| What the task requires |
Identify every line in the records below that contains the word "each", and copy those lines out in full.

###

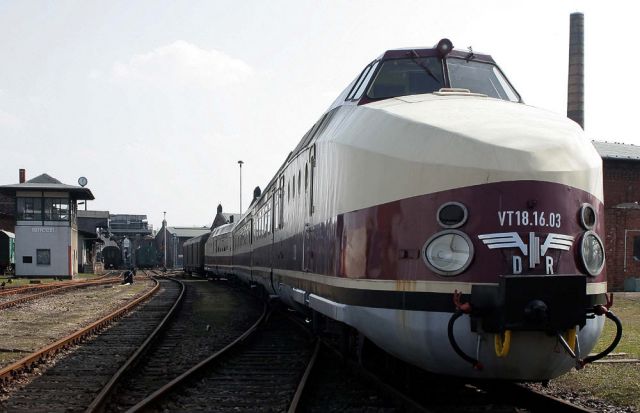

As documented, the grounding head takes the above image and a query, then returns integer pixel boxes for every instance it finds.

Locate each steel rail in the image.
[127,303,268,413]
[320,339,432,413]
[0,271,117,297]
[85,278,186,412]
[0,277,120,310]
[473,382,595,413]
[287,340,320,413]
[0,274,160,383]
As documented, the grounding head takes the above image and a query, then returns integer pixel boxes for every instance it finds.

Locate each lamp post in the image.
[238,161,244,212]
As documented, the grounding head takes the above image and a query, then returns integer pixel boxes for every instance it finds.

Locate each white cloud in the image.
[109,40,253,89]
[0,109,22,129]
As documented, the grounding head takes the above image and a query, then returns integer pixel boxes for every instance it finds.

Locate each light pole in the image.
[162,211,167,269]
[238,161,244,212]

###

| Result for this exercise |
Locate each steel rail in the image.
Locate each lamp post in the image.
Locate each white cloud in the image.
Locate each light pole in the image.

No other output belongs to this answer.